The importance of organisational purpose

To thrive, an organisation needs to have a sense of purpose that's shared by everyone in it. But many don’t have this, leaving employees struggling to find a connection. Here, we explain how bringing purpose front and centre makes all the difference to an organisation. 

No purpose, no point

Organisational purpose and employee engagement are intrinsically linked, playing a big part in a workforce's productivity, passion, and drive. In many organisations, however, a distinct lack of meaning attributed to people's roles can leave them questioning if what they do even matters.

A lack of connection to the organisational purpose means employees don't fully understand the organisation's mission, what it stands for, or what it hopes to achieve in the future. As a result, they don't see what impact or positive changes their company is making.

So where's the motivation?

Moving purpose centre stage

For a workforce to feel proud of their job, they need an organisation's purpose to be clearly defined. Regardless of where an employee is in the organisational chart, whether they're back office or customer-facing, there should be a focus on what they do and how it fits into the bigger picture. The meaning of their day-to-day job needs to be spotlit and they need to see value in what they do.

We've identified three main factors that help drive purpose among employees and across an organisation.

1. Communicate the mission

Employees need to identify with the cause of an organisation. Having common goals and a shared vision is about understanding a company's culture and values; this is where the mission comes in.

A company's mission shouldn't be considered an HR exercise but an explicit part of its culture discussed at all levels between its people. It plays an essential part in uniting beliefs among employees, enabling them to identify with their company's meaningful work.

How a mission is communicated will vary from company to company. While it will undoubtedly form part of an Employee Value Proposition, the core narrative must be present across all messaging. It can become part of why people want to work for an organisation, something relatable that drives their pride, productivity, and engagement.

Dataset extract
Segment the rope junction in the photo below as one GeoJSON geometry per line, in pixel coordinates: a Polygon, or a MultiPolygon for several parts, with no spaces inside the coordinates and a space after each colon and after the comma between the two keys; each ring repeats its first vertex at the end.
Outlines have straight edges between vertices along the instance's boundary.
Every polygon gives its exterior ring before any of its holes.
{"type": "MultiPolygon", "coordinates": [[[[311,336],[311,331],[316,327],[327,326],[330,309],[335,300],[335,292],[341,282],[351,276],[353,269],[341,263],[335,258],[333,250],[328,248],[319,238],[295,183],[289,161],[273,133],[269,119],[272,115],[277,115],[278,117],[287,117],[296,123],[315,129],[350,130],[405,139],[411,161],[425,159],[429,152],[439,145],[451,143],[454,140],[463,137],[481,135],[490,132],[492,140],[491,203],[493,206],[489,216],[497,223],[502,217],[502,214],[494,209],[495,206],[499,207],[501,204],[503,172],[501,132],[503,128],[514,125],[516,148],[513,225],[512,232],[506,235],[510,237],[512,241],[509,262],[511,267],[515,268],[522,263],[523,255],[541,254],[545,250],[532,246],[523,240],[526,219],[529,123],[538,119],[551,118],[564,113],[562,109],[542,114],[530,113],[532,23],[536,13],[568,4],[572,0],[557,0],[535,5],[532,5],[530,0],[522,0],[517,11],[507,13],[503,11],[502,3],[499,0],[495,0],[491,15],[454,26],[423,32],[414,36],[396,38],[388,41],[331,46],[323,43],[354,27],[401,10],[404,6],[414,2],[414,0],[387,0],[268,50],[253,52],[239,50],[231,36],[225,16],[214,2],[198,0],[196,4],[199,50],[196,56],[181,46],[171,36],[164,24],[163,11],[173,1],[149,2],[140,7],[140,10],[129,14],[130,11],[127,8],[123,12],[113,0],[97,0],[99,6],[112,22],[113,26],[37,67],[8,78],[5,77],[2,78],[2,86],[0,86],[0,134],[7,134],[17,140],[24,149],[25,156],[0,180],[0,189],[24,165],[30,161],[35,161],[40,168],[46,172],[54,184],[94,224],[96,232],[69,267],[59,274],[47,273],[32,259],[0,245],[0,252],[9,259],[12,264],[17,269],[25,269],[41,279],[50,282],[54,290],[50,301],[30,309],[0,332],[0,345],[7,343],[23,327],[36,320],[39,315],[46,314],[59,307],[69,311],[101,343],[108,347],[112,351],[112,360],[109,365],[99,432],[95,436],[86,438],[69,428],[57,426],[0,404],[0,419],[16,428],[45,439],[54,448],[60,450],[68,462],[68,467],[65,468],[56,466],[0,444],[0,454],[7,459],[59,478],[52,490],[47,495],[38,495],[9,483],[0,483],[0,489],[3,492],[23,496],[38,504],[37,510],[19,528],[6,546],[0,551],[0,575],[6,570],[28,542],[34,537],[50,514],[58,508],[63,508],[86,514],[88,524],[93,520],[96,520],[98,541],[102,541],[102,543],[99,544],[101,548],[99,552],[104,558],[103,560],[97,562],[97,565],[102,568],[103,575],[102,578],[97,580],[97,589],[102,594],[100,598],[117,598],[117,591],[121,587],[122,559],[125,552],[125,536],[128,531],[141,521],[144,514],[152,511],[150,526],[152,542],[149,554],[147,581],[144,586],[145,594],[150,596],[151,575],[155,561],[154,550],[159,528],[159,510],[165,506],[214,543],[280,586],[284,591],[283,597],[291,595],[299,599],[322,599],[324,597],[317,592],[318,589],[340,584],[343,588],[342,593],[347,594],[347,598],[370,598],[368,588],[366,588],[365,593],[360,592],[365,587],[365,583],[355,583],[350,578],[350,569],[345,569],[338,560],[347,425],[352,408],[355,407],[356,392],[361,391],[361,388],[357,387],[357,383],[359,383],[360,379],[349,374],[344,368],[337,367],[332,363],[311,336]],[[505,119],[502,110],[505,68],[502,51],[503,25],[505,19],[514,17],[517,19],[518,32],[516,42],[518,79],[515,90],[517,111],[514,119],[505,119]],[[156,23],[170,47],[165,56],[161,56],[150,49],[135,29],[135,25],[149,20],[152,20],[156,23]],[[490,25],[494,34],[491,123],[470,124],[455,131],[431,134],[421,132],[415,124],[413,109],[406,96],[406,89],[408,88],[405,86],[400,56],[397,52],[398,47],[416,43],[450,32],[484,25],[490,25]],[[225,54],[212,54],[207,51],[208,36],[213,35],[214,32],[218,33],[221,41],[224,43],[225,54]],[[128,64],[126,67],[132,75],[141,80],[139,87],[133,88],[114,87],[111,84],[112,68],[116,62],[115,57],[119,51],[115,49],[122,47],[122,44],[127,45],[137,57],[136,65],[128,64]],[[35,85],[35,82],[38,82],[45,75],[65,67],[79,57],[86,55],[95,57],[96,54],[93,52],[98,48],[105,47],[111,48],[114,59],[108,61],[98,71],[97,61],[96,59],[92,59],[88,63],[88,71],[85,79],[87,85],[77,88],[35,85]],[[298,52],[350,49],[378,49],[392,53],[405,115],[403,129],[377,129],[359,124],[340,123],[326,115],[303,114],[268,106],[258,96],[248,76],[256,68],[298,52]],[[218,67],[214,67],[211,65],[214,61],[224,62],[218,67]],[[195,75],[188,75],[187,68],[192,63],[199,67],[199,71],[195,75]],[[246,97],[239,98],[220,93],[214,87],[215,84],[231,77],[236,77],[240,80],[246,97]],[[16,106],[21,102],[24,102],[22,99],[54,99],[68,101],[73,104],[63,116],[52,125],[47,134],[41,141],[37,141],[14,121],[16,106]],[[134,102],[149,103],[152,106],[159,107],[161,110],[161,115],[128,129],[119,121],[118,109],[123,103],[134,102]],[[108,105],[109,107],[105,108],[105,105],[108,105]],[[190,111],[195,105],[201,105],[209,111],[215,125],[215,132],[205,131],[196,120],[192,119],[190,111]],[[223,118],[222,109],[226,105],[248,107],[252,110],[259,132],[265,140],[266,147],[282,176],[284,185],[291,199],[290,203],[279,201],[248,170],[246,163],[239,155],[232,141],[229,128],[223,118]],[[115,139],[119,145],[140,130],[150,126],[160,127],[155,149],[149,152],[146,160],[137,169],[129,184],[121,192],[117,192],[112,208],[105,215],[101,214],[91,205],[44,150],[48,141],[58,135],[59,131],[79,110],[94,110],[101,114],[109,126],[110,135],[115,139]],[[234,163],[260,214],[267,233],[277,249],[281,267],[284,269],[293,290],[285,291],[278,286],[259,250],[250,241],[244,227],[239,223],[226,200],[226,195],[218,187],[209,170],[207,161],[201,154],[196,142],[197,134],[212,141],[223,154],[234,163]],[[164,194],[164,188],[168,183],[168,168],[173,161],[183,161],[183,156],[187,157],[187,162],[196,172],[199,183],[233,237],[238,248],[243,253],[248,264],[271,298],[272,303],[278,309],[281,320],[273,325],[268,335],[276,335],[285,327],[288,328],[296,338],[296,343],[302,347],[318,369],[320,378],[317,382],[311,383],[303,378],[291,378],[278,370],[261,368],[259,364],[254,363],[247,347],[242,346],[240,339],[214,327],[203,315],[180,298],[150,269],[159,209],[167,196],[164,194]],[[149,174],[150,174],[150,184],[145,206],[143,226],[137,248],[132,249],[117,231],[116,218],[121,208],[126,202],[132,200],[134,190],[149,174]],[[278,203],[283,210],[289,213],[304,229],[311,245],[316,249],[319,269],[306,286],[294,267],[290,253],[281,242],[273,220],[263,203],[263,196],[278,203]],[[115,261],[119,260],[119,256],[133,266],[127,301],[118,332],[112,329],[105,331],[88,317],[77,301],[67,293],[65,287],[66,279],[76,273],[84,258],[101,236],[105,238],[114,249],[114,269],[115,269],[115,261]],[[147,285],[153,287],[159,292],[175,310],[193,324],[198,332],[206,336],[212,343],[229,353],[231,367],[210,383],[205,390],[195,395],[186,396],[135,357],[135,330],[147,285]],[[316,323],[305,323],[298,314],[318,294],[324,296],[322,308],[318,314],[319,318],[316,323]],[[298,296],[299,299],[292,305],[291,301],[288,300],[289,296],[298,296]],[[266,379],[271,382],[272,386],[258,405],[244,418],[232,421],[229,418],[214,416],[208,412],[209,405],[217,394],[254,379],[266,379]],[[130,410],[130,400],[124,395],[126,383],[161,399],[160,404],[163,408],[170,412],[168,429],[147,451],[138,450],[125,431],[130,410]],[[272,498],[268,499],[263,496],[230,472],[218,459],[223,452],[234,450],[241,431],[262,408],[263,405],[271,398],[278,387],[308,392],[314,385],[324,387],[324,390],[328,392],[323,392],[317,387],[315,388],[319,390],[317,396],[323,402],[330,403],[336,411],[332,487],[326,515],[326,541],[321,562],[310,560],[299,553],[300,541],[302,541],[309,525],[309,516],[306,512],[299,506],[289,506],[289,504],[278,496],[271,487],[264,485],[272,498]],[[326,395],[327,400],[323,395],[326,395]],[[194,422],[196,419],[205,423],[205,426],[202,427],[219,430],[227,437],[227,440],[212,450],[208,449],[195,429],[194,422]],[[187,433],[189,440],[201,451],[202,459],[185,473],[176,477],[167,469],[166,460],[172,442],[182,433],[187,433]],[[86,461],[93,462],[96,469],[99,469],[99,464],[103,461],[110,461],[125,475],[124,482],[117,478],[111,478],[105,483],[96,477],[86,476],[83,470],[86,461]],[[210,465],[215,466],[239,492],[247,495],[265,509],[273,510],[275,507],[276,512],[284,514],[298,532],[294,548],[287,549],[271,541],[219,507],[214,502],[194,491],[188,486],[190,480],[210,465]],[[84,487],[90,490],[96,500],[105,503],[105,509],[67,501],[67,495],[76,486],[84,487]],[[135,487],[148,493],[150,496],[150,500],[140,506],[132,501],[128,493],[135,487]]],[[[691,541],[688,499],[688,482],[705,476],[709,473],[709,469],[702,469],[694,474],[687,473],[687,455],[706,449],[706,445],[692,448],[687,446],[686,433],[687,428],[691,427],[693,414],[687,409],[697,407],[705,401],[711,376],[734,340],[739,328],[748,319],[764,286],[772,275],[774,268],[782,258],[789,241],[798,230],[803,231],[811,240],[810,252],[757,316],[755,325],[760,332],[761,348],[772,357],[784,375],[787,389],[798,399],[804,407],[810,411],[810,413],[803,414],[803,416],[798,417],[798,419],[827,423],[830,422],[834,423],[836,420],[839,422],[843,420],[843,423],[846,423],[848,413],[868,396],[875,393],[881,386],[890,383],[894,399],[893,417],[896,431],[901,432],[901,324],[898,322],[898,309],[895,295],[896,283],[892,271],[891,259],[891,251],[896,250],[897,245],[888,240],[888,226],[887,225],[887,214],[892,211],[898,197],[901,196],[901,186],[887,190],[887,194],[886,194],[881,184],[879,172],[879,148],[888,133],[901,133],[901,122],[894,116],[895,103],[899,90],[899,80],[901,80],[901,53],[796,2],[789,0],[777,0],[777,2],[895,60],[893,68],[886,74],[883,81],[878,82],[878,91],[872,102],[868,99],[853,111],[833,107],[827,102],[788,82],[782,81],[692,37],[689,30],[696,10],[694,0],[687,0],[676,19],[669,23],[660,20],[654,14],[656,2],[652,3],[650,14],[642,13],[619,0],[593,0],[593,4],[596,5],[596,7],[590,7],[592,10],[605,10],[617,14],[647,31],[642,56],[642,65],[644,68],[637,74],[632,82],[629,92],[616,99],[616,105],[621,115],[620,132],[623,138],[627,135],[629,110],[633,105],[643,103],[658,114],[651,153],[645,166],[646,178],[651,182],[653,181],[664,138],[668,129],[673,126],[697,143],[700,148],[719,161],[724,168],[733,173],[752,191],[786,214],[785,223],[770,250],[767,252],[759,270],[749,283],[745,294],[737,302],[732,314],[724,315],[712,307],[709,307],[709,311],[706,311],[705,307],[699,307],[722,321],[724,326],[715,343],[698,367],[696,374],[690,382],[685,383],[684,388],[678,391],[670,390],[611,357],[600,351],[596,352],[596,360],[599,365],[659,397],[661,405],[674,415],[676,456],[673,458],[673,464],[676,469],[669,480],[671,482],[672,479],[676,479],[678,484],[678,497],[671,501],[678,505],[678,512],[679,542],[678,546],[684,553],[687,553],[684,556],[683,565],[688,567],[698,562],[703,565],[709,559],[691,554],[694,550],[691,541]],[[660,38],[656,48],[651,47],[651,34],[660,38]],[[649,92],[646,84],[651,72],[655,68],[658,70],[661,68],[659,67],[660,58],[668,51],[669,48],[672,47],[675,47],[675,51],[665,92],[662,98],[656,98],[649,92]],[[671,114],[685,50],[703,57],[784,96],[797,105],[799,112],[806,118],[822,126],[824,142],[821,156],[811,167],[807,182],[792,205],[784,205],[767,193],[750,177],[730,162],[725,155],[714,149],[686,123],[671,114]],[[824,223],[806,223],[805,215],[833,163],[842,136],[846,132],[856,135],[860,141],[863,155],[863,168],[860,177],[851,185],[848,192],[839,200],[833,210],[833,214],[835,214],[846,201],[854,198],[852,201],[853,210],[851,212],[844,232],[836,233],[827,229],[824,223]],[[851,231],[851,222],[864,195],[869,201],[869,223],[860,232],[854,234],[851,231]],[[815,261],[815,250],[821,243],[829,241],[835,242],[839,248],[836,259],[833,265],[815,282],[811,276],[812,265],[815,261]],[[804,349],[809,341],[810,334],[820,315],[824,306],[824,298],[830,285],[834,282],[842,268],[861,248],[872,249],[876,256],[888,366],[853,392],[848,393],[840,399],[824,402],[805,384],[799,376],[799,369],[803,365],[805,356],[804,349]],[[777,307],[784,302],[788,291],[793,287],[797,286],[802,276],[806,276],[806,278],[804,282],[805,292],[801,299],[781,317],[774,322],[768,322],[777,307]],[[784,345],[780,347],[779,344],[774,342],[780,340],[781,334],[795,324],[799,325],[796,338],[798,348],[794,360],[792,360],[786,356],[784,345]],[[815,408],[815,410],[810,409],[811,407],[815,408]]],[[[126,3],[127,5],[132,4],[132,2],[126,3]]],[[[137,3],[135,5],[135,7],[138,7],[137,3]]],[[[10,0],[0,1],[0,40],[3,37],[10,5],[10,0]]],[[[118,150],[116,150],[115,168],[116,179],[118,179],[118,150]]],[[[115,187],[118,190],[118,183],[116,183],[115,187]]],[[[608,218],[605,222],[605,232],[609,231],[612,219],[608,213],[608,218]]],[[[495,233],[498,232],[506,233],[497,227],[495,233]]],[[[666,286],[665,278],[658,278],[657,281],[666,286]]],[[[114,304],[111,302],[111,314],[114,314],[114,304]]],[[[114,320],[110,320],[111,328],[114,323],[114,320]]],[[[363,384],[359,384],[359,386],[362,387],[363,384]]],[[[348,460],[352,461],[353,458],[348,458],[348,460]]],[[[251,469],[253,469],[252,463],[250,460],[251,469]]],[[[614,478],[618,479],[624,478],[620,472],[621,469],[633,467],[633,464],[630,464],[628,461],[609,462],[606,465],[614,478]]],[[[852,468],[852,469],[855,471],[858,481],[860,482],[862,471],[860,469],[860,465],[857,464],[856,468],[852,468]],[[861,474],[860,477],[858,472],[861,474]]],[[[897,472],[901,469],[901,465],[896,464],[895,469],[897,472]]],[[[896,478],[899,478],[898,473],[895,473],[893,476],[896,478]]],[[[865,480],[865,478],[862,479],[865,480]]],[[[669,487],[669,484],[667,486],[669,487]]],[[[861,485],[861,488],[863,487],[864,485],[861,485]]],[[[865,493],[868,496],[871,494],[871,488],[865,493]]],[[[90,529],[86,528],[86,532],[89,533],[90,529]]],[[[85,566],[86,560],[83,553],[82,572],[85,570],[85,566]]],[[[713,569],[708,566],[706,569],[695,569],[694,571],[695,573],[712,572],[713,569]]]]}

The problem
For each statement about the text on organizational purpose, answer yes or no on whether it agrees with the text, and quote the exact words that decide it. (a) A company's mission should be treated as an HR exercise. (b) Three main factors are identified that help drive purpose. (c) Every company communicates its mission in the same way. The data plays no part in this work.

Solution
(a) No: "A company's mission shouldn't be considered an HR exercise but an explicit part of its culture discussed at all levels between its people."
(b) Yes: "We've identified three main factors that help drive purpose among employees and across an organisation."
(c) No: "How a mission is communicated will vary from company to company."